--- Source excerpt ---

March 22, 20264 min read

What I've Stopped Calling "Frontend Architecture"

I used to love the word. I'd argue about it in PR reviews, put it on slide decks, talk for half an hour at a whiteboard about whether something belonged in features or domain or entities. I no longer trust most of what I used to say.

It's not that frontend architecture doesn't exist. It's that the word has become shorthand for whatever the speaker wanted to do anyway. Somebody wants a monorepo because they read about Turborepo: architecture. Somebody wants features/ instead of pages/: architecture. None are wrong, exactly — they're folder structure and build configuration, dressed up in a word that implies more rigor than they contain.

The four mistakes I championed in 2022

Around 2021–2022 I put a lot of state into Redux — form state, modal open/closed, hover state on list items. The reasoning was that "one place to look for state" was good. This was wrong. Transient UI state in a global store couples components that have no business knowing about each other, and turns the Redux inspector into a firehose. Server data, auth, theme — yes. Hover state — no.

I also led a project that split a working app into four Nx packages because one might be reused someday. The other app never got built. We spent a year paying the tax — package boundaries, circular dependency errors, build orchestration breaking every time someone updated a dep. Monorepos make sense when you already have two real consumers. Not before.

I partly designed a codebase where every API call went through a use case that called a repository that called an adapter that called fetch. Beautiful on the whiteboard. Adding an endpoint touched five files and only one person fully understood the layering. Six months after I left, someone simplified it down to thin API clients.

The one I'm most embarrassed about is the <Form> wrapper. We had two forms. I built one component that handled validation, errors, submission, optimistic updates, and a half-dozen edge cases. The third form didn't fit. We extended the abstraction. The extension broke the original two. By the time we had four forms, the wrapper was 500 lines with an eighteen-option config object. We ripped it out and wrote each form as its own small thing.

The pattern in all four is the same: I optimized for an imagined future that didn't arrive and paid the cost in real present-day complexity. Premature generalization is the most expensive thing I've consistently done as a frontend engineer, and the insidious part is that it always looks, in the moment, like the senior thing to do.

The actual architecture problem is shared state

Almost everything else in a frontend codebase can be reorganized later. Shared state can't, easily. This is where the word "architecture" still earns its keep.

The good codebases I've worked in handle this with careful prejudice. Things genuinely shared — current user, theme, active workspace — live in dedicated stores. Things coincidentally shared — two components that both happen to need the current row's data — are passed explicitly, not promoted to global. The bad codebases treat the distinction as style, and pay for it for years.

What I do now

I judge codebases by one question: can a new contributor figure out where to add a feature without DM-ing anyone? If yes, the team has legibility. If no, no number of conference-approved patterns will fix it. Folder structure barely matters. Consistent conventions do.

The people I respect most hold their architectural preferences loosely. They refactor toward problems rather than ideals, and they're comfortable saying "I don't know, let's start simple and see what hurts." That phrase is doing more work in a healthy codebase than any architecture document ever does.

---

## Task requirements
**A)** From the frontend architecture post, list the kinds of UI state the author says they put into Redux around 2021–2022.
**B)** Using the frontend architecture post, answer each question briefly:
(i) Into how many Nx packages did the author's project split the working app?
(ii) How many lines long was the <Form> wrapper by the time there were four forms?
(iii) What single question does the author now use to judge codebases?
**C)** Print the stretch of the frontend architecture post from "Almost everything else" through "it for years.", word for word.

--- Material ---

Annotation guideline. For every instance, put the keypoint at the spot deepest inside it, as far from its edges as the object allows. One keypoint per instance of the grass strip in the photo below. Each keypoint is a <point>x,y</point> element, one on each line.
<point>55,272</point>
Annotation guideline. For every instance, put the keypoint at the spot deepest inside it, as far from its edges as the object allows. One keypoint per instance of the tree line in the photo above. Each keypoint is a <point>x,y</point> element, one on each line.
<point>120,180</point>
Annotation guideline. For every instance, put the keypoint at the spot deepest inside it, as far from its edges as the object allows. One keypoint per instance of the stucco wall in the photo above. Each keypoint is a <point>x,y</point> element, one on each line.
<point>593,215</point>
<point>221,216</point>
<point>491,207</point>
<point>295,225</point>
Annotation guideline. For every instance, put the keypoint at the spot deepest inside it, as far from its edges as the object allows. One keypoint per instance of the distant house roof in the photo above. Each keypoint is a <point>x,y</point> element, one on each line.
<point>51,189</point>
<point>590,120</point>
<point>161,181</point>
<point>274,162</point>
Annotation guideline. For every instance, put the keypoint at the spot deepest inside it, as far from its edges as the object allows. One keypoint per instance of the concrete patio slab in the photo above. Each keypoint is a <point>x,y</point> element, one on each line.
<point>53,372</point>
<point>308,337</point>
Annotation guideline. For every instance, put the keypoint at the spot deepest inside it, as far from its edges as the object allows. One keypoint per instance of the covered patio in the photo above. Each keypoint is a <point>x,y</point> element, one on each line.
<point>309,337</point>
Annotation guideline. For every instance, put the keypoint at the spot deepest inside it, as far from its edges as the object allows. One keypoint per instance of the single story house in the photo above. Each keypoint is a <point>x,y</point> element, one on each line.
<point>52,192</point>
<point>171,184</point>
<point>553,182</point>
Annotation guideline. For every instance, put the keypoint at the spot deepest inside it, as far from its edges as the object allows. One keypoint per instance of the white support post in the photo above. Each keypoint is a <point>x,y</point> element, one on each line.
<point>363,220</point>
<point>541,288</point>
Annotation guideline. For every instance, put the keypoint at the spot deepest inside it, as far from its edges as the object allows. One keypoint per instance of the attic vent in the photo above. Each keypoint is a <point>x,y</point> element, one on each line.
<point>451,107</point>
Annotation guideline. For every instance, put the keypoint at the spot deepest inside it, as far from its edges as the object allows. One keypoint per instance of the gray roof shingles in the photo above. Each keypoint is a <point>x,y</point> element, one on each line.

---

## Task-by-task results
**A)**
- Form state
- Modal open/closed
- Hover state on list items

**B)**
(i) Four.
(ii) 500 lines.
(iii) Whether a new contributor can figure out where to add a feature without DM-ing anyone.

**C)**
Almost everything else in a frontend codebase can be reorganized later. Shared state can't, easily. This is where the word "architecture" still earns its keep.

The good codebases I've worked in handle this with careful prejudice. Things genuinely shared — current user, theme, active workspace — live in dedicated stores. Things coincidentally shared — two components that both happen to need the current row's data — are passed explicitly, not promoted to global. The bad codebases treat the distinction as style, and pay for it for years.